Exercise requirements: Whatever appears in the records apart from pictures must be reproduced exactly.

Segment Start: Dataset excerpts

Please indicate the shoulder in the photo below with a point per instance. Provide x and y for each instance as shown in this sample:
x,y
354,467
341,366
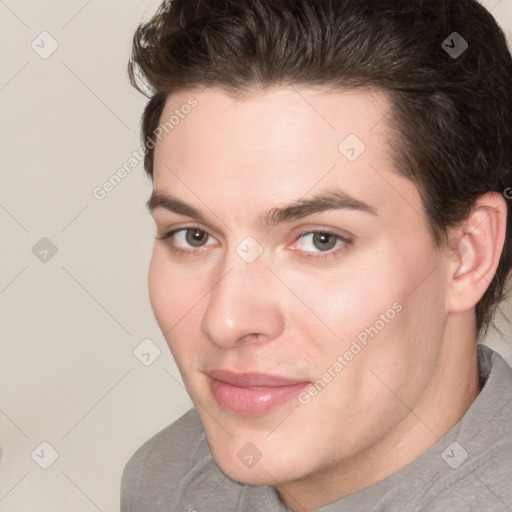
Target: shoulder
x,y
158,466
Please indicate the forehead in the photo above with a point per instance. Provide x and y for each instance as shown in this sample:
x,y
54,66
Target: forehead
x,y
278,146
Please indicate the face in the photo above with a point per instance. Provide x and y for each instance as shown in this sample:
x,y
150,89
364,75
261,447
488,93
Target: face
x,y
295,321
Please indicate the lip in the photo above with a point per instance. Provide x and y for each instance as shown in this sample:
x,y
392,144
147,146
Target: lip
x,y
251,393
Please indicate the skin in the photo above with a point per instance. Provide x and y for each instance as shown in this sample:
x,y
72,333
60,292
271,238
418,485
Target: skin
x,y
292,316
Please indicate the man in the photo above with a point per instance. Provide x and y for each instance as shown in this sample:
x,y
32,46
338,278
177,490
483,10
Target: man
x,y
329,198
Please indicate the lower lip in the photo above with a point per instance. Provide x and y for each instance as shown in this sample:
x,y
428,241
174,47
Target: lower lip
x,y
255,401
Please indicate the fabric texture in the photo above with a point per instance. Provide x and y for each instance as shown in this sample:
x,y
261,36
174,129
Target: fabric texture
x,y
468,469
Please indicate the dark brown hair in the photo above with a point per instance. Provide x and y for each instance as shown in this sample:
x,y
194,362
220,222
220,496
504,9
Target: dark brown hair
x,y
452,113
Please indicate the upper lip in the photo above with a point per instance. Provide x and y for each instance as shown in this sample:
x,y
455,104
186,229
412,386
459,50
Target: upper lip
x,y
252,379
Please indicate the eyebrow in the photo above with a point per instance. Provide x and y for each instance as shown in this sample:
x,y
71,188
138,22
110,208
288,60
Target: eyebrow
x,y
303,207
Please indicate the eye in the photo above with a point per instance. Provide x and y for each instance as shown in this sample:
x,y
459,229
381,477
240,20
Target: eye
x,y
186,240
321,244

Segment End: Dataset excerpts

Output for this task:
Please indicate the shoulder in the photo below with a point per instance. Provide x and y for each instance as shown in this sample:
x,y
354,467
341,366
Target: shoulder
x,y
158,466
Please indicate the forehead in the photo above with a point per instance. Provide x and y for each instance as shown in this sample:
x,y
54,66
Target: forehead
x,y
278,146
Please indicate the face in the photo above with a point per instance. Provide x and y for each instance as shown in this sample:
x,y
150,89
364,75
261,447
488,93
Target: face
x,y
295,321
Please indicate the lip in the photo above with a point per instance. Provide x and y for each instance as shown in this sample:
x,y
392,144
147,146
Target: lip
x,y
251,393
Please indicate the skin in the photo above with a point per instance. Provide x and y for each instance as shown in this sample:
x,y
72,333
60,292
271,238
418,485
Target: skin
x,y
292,316
Please indicate the man in the photo above with a point per instance. Provide x and y for each instance as shown in this sample:
x,y
32,46
338,278
177,490
483,10
Target: man
x,y
329,198
Please indicate the lower lip in the photo above with a point per instance. Provide x and y for each instance as shown in this sample:
x,y
428,241
174,47
Target: lower lip
x,y
255,401
Please indicate the fabric texture in the photo above with a point per instance. Provide x and y for each instance as shown in this sample:
x,y
261,36
174,129
Target: fabric texture
x,y
468,469
Please indicate the dark brown hair in the photo above with a point per instance. Provide x and y for each instance as shown in this sample:
x,y
194,362
220,222
220,496
504,9
Target: dark brown hair
x,y
452,113
Please indicate the upper lip in the photo above with a point per instance. Provide x and y for each instance as shown in this sample:
x,y
455,104
186,229
412,386
459,50
Target: upper lip
x,y
252,379
Please indicate the eyebrow in the photo above with a point per instance. Provide x and y for each instance as shown in this sample:
x,y
71,188
138,22
110,208
288,60
Target: eyebrow
x,y
303,207
Please indicate the eye in the photo above with a point per instance. Provide x and y for each instance as shown in this sample:
x,y
459,229
381,477
240,20
Target: eye
x,y
186,240
321,244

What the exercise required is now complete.